- [EXERCISE DETAILS]:
Identify each line in the listing below that contains the word "church" and copy those lines in full.

┌──

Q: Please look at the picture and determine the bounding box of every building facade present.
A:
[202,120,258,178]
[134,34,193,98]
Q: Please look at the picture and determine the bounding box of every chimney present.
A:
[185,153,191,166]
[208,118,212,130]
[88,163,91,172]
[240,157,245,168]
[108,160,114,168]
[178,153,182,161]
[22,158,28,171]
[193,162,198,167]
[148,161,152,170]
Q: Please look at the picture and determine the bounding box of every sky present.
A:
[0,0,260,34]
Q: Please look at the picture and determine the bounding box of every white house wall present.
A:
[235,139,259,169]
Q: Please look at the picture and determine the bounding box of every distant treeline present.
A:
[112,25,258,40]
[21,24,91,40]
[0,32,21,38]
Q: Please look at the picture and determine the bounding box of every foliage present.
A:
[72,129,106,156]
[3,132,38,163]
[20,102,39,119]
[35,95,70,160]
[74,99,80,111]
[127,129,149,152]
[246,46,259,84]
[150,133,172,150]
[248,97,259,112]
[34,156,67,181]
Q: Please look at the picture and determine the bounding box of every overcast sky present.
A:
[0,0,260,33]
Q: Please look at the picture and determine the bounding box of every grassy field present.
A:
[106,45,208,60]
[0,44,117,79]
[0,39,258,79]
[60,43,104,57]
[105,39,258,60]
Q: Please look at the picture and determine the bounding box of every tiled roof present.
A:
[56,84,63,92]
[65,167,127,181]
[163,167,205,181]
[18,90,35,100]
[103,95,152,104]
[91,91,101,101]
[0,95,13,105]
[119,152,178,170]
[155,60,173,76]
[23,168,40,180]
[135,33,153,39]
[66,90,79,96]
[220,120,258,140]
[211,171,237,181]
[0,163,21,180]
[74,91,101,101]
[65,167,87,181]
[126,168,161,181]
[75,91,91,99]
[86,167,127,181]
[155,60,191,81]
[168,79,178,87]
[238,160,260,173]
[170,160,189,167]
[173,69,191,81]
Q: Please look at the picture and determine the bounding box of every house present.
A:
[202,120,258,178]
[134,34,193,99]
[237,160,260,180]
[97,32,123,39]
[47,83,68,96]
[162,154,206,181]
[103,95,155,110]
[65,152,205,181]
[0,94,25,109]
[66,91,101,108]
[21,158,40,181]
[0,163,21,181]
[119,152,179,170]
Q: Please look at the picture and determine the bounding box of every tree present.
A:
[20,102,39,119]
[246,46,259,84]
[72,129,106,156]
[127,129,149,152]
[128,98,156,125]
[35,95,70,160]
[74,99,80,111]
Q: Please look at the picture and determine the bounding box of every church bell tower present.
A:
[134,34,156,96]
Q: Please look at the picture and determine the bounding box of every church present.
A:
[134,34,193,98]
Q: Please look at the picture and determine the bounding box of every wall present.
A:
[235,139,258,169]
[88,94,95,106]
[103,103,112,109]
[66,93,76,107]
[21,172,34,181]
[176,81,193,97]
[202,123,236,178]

└──
┌──

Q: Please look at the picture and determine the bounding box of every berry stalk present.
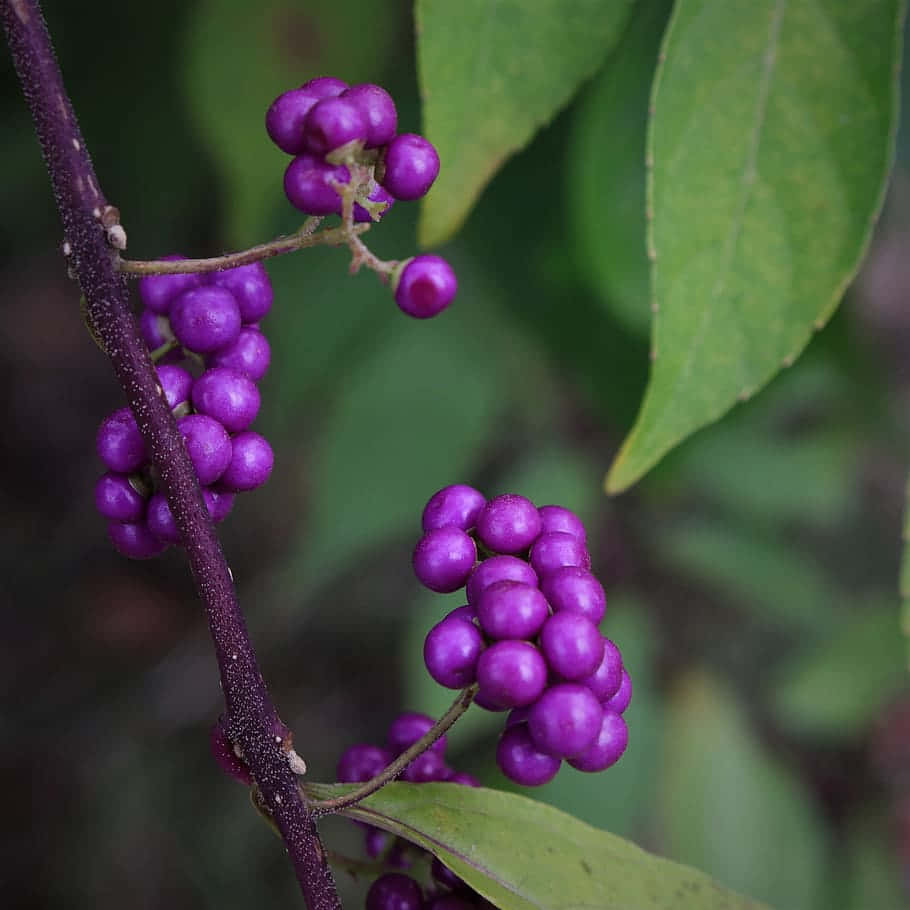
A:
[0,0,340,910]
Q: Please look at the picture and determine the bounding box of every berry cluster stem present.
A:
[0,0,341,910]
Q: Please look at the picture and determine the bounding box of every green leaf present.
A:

└──

- [RESULT OF THIS TASK]:
Q: Please look at the picture and determine the bounding box of every church bell tower present.
Q: Please look at the picture and determine the bounding box of every church present.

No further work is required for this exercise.